Brief
Repeat the listing in full, exactly as it stands.

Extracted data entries
--------------------------------------------------

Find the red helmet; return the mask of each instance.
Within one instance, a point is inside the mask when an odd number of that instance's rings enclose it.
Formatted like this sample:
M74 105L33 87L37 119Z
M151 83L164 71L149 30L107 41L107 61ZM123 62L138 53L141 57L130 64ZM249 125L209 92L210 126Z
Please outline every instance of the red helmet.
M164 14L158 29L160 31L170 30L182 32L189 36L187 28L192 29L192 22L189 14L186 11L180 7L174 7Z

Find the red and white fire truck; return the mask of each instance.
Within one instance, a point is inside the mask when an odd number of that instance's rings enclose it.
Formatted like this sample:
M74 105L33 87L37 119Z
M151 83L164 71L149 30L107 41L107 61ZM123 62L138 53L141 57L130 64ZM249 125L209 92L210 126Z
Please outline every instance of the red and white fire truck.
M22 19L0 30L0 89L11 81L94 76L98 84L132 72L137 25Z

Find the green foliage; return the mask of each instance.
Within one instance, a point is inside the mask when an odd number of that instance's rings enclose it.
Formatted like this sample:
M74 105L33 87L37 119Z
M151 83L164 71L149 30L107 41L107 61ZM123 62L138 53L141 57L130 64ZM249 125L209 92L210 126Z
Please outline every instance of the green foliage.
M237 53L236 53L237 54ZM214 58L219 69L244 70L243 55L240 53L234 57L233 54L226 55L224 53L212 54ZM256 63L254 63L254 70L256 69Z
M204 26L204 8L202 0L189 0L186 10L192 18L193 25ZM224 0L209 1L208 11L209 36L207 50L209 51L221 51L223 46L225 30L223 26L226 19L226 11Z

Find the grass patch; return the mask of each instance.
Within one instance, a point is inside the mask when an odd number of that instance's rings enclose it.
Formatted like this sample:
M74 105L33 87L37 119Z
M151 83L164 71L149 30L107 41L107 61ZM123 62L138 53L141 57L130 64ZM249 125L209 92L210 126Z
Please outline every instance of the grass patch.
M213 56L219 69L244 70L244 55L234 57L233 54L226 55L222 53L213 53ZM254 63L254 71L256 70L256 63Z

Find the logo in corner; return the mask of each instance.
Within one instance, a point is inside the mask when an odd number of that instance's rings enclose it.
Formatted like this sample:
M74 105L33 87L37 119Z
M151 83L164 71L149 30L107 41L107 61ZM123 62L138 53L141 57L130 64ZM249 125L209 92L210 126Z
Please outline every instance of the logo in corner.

--------------------------------------------------

Exercise response
Find the red helmet; return the mask of each instance.
Within one instance, a point is inside the mask when an odd number of that instance's rings enclose it.
Formatted like this sample:
M74 105L33 87L37 119Z
M151 83L164 71L149 30L107 41L107 61ZM123 62L138 53L141 57L130 64ZM249 125L209 92L210 126Z
Please outline every instance of the red helmet.
M164 14L158 29L160 31L170 30L182 32L189 36L187 28L192 29L192 22L189 14L186 11L180 7L174 7Z

Find the red and white fire truck; return the mask of each instance.
Within one instance, a point is inside the mask when an odd number of that instance's rings enclose it.
Formatted like this sample:
M74 105L33 87L37 119Z
M151 83L164 71L149 30L107 41L107 61ZM123 62L138 53L141 57L130 64ZM249 125L209 92L210 126Z
Please outline every instance of the red and white fire truck.
M22 19L0 30L0 89L11 81L94 76L98 84L132 72L137 25Z

Find the green foliage; return the mask of each instance.
Within one instance, a point is inside the mask when an odd number of that instance's rings enclose it.
Formatted like this sample:
M74 105L33 87L37 119Z
M151 83L164 71L149 30L107 41L107 61ZM123 62L138 53L141 57L130 64ZM249 125L209 92L210 126Z
Please outline every instance of the green foliage.
M237 53L236 53L237 54ZM214 58L219 69L244 70L243 55L240 53L234 57L233 54L226 55L224 53L212 54ZM256 63L254 63L254 70L256 69Z
M204 26L204 8L202 0L189 0L186 10L192 18L193 25ZM224 0L209 1L208 11L209 36L207 50L209 51L221 51L223 46L225 30L223 26L226 19L226 11Z

Find the grass patch; return the mask of each instance.
Within one instance, a point is inside the mask when an odd number of that instance's rings enclose it.
Formatted like this sample:
M74 105L33 87L37 119Z
M151 83L164 71L149 30L107 41L107 61ZM123 62L138 53L141 57L130 64ZM249 125L209 92L210 126Z
Please outline every instance of the grass patch.
M213 56L219 69L244 70L244 55L234 57L233 54L226 55L222 53L213 53ZM254 63L254 71L256 70L256 63Z

Find the logo in corner; return the mask of each instance.
Within one instance, a point is inside the mask when an odd number of that instance's rings enclose it.
Formatted like this sample:
M74 105L33 87L37 119Z
M151 83L164 71L149 30L107 41L107 61ZM123 62L138 53L141 57L130 64ZM249 125L209 92L210 126Z
Please outline every instance of the logo in corner.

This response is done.